▸ EXERCISE TASK: Starting at the line that contains "Exercise. Point to every instance of the cut" and ending at the last line of the data, write out every line again in full, and multiply each coordinate in the answers by 2.6, rounding to whole numbers with halves rounded up.

▸ Data listing:
########
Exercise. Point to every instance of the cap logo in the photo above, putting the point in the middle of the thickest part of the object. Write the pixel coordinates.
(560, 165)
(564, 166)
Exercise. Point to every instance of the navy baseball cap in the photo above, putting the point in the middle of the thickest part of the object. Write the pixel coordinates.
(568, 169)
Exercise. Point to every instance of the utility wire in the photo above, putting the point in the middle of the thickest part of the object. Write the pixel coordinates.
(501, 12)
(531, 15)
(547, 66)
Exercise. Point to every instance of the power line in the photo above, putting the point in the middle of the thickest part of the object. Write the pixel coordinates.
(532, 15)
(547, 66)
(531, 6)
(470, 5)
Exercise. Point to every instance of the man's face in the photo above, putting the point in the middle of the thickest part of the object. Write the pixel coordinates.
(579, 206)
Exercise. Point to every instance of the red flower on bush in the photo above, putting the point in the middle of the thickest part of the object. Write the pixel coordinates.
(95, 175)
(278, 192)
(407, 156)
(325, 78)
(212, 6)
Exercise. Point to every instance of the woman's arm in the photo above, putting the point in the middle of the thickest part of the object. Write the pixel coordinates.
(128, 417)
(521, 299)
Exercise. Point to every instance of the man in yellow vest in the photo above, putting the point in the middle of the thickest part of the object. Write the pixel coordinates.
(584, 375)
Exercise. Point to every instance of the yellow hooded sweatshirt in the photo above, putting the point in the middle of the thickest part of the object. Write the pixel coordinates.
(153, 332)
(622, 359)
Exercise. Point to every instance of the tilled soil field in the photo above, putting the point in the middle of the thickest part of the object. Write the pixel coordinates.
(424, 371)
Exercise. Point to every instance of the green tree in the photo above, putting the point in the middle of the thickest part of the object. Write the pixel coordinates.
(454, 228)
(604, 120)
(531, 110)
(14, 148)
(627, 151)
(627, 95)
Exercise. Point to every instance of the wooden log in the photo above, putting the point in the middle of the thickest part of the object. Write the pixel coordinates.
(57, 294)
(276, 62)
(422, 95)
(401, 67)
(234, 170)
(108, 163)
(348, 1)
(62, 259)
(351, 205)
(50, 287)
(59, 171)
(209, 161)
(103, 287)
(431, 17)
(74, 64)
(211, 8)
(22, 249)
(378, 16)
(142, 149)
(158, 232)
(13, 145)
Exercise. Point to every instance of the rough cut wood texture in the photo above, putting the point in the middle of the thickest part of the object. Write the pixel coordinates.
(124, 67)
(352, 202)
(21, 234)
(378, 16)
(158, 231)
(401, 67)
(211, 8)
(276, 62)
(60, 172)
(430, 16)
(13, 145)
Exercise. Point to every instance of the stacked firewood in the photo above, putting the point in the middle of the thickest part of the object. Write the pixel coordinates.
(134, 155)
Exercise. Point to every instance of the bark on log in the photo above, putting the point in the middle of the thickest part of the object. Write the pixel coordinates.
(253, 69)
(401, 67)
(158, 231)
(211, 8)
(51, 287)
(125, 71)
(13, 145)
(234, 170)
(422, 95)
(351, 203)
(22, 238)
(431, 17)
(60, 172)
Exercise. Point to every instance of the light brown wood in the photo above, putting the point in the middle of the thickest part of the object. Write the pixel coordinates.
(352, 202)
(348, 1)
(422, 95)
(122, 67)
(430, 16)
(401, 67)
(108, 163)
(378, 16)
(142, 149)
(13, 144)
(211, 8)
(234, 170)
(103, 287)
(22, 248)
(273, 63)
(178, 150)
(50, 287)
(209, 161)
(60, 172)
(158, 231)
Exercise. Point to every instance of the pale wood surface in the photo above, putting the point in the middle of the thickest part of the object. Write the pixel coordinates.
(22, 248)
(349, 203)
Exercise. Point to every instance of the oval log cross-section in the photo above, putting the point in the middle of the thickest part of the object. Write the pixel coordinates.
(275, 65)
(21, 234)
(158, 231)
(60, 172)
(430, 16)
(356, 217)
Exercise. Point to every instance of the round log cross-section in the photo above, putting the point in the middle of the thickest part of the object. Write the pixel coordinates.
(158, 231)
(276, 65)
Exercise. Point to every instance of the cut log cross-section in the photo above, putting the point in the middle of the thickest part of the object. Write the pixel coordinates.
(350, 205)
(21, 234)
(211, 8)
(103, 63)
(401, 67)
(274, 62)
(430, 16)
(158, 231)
########
▸ EXPECTED ANSWER:
Exercise. Point to every instance of the cut log cross-section in the photo above, putting the point in the middle of the thickest part of the object. Write the pixel coordinates.
(910, 533)
(55, 608)
(549, 21)
(268, 164)
(1043, 174)
(712, 161)
(1118, 42)
(411, 601)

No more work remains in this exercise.